● Your goal
Only an exact copy of every record counts as an answer.

[Stored data entries]
________________________________________

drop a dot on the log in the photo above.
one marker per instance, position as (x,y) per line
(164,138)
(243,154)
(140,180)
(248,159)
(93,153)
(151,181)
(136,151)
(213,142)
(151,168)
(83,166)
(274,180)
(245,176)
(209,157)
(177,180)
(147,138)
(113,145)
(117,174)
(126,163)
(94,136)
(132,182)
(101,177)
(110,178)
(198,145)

________________________________________

● Result for this task
drop a dot on the log in the photo above.
one marker per instance, position as (x,y) per line
(164,138)
(243,154)
(140,180)
(248,159)
(93,153)
(151,181)
(136,151)
(213,142)
(151,168)
(83,166)
(274,180)
(245,176)
(209,157)
(177,180)
(147,138)
(113,145)
(117,174)
(126,163)
(94,136)
(132,182)
(101,177)
(110,178)
(198,145)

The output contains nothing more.